Task instructions —
1 – In the KVM fencing guide, when are the firewall rules on the physical KVM host needed?
2 – Name every section title in the KVM fencing guide, leaving out the bracketed numbers.
3 – Carry on writing the KVM fencing guide, picking up right after its final sentence.

Start of Quoted text

Firewall Configuration for Fencing – Optional [12]
  • Add the following firewall rules on the physical KVM host and then start and enable fence_virtd service. Firewall rules are only needed if the KVM host has firewall enabled.
  # firewall-cmd --add-service=fence_virt --permanent
  # systemctl start fence_virtd.service
  # systemctl enable fence_virtd.service
  # systemctl status fence_virtd.service

Fence Client Configuration [13]
  • Install fence-virt package on each cluster node. This package is by default installed with fence-agents-all package but make sure it is installed.
[root@node1 ~]# rpm -qa | grep -i fence-virt
fence-virt-0.3.2-5.el7.x86_64

[root@node2 ~]# rpm -qa | grep -i fence-virt
fence-virt-0.3.2-5.el7.x86_64

Fencing Test [14]
  • Execute the below command on all cluster nodes and on the physical KVM host to validate fencing.
ON Physical KVM Host:
# fence_xvm -o list
c7node1                          3edcd0e9-1455-4c2a-a7be-9bff108c73b6 on
c7node2                          545fc023-7d6c-4b58-9b61-546c36a2b1c4 on

ON Cluster Nodes:
[root@node1 ~]# fence_xvm -o list
c7node1                          3edcd0e9-1455-4c2a-a7be-9bff108c73b6 on
c7node2                          545fc023-7d6c-4b58-9b61-546c36a2b1c4 on

[root@node2 ~]# fence_xvm -o list
c7node1                          3edcd0e9-1455-4c2a-a7be-9bff108c73b6 on
c7node2                          545fc023-7d6c-4b58-9b61-546c36a2b1c4 on

  • To fence the nodes, you need to use the VM UUIDs number shown above after node name.

  • Execute the following command to fence a node.

[root@node1 ~]# fence_xvm -o reboot -H 545fc023-7d6c-4b58-9b61-546c36a2b1c4

  • After execution of the above command, you will see node2 will be rebooted automatically.

Cluster fence configuration [15]
  • To create a fence device for each node, run following commands on any one of the cluster node.
ON Node1:
# pcs stonith create fencedev1  fence_xvm key_file=/etc/cluster/fence_xvm.key
# pcs stonith create fencedev2  fence_xvm key_file=/etc/cluster/fence_xvm.key

OR

  • If the fencing configuration does not work, remove the above configuration and execute the following command to create fence device.

End of Quoted text
Start of Supplied data

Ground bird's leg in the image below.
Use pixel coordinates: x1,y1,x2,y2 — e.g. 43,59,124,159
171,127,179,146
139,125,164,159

End of Supplied data

Answers below —
1 – They are needed only if the KVM host has its firewall enabled.

2 – Firewall Configuration for Fencing – Optional; Fence Client Configuration; Fencing Test; Cluster fence configuration

3 –
ON Node1:
[root@node1 ~]# pcs stonith create fencedev1 fence_xvm pcmk_host_map="node1:c7node1 node2:c7node2" key_file=/etc/cluster/fence_xvm.key 
[root@node1 ~]# pcs stonith create fencedev2 fence_xvm pcmk_host_map="node1:c7node1 node2:c7node2" key_file=/etc/cluster/fence_xvm.key 

  • Start the above created fence devices on respective nodes. This option prevents the cluster from keep rebooting all cluster nodes while something goes wrong on any one of the cluster node, so the cluster will only fence the affected node.
ON Node1:
[root@node1 ~]# pcs constraint location fencedev1 prefers node1.example.local
[root@node1 ~]# pcs constraint location fencedev2 prefers node2.example.local

  • Execute the following command to view the constraint order.
ON Node1:
[root@node1 ~]# pcs constraint list
Location Constraints:
  Resource: fencedev1
    Enabled on: node1.example.local (score:INFINITY)
  Resource: fencedev2
    Enabled on: node2.example.local (score:INFINITY)
Ordering Constraints:
Colocation Constraints:
Ticket Constraints:

  • Verify stonith and cluster status.
ON Node1:
[root@node1 ~]# pcs stonith
 fencedev1  (stonith:fence_xvm):    Started node1.example.local
 fencedev2  (stonith:fence_xvm):    Started node2.example.local

  • View Cluster Status:
[root@node1 ~]# pcs status

OR

[root@node1 ~]# crm_mon -r1
Stack: corosync
Current DC: node1.example.local (version 1.1.15-11.el7-e174ec8) - partition with quorum
Last updated: Sat Nov 16 20:54:11 2019      Last change: Sat Nov 16 20:49:45 2019 by root via cibadmin on node1.example.local

2 nodes and 2 resources configured

Online: [ node1.example.local node2.example.local ]

Full list of resources:

 fencedev1  (stonith:fence_xvm):    Started node1.example.local
 fencedev2  (stonith:fence_xvm):    Started node2.example.local

Note
crm_mon r command is used to monitor real time activity of cluster.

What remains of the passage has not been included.